§ 练习要求: 从下面这篇关于 Spark 任务提交源码的笔记的最后一行往后续写下一部分。

§ 所给文本:
──────────────────────────────
1.Yarn Client提交源码
爱护生命,少肝源码!
1.任务的提交
==程序起点==
spark-submit.cmd
==脚本启动==
bin/spark-submit
--class WordCount
--master yarn
--deploy-mode cluster
./wordCount.jar
./input ./output
2.SparkSubmit
shell
spark-submit --class org.apache.spark.examples.SparkPi --master local[2] ../examples/jars/spark-examples_2.12-3.0.0.jar 10
java -p
"Java\jdk1.8.0_131\bin\java" -cp "C:\spark-3.0.0-bin-hadoop3.2\bin\..\conf\;
\spark-3.0.0-bin-hadoop3.2\bin\..\jars\*"
-Xmx1g org.apache.spark.deploy.SparkSubmit
--master local[2]
--class org.apache.spark.examples.SparkPi ../examples/jars/spark-examples_2.12-3.0.0.jar 10
java -cp 等同于classpath
启动submit的main方法
- java -cp
- 开启JVM虚拟机
- 开启Process(SparkSubmit)
──────────────────────────────
§ 位置标注记录:
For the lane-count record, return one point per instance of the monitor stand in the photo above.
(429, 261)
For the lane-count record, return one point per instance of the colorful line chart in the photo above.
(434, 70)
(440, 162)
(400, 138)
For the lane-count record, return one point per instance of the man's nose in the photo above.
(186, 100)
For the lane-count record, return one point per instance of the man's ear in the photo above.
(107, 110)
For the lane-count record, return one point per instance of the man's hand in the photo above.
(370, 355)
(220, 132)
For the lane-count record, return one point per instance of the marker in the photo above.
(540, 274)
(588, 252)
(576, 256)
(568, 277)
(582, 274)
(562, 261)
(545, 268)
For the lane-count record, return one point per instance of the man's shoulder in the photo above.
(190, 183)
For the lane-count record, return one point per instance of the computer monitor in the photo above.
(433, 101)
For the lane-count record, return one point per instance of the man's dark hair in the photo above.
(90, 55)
──────────────────────────────
§ 本题输出:
- 程序入口SparkSubmit.main
org.apache.spark.deploy.SparkSubmit,找到SparkSubmit的伴生对象,并找到main方法
main
org/apache/spark/deploy/SparkSubmit.scala
override def main(args: Array[String]): Unit = {
val submit = new SparkSubmit() {
self =>
override protected def parseArguments(args: Array[String]): SparkSubmitArguments = {new SparkSubmitArguments(args) {...}}//在主程序中new一个用于解析参数方法的的对象
...//日志方法
submit.doSubmit(args)//调用doSubmit方法
}
doSubmit
org/apache/spark/deploy/SparkSubmit.scala
def doSubmit(args: Array[String]): Unit = {
// Initialize logging if it hasn't been done yet. Keep track of whether logging needs to
// be reset before the application starts.
...
val appArgs = parseArguments(args)//在doSubmit中调用解析参数方法----------------->parseArguments, appArgs为被解析出来的封装的参数
...
appArgs.action match {//使用解析出来的参数appArgs判断参数信息的action字段
case SparkSubmitAction.SUBMIT => submit(appArgs, uninitLog)//---------------->submit
case SparkSubmitAction.KILL => kill(appArgs)
case SparkSubmitAction.REQUEST_STATUS => requestStatus(appArgs)
case SparkSubmitAction.PRINT_VERSION => printVersion()
}
}
doSubmit/parseArguments
org/apache/spark/deploy/SparkSubmit.scala
protected def parseArguments(args: Array[String]): SparkSubmitArguments = {
new SparkSubmitArguments(args)
}
doSubmit/parseArguments/SparkSubmitArguments
org/apache/spark/deploy/SparkSubmitArguments.scala
private[deploy] class SparkSubmitArguments(args: Seq[String], env: Map[String, String] = sys.env)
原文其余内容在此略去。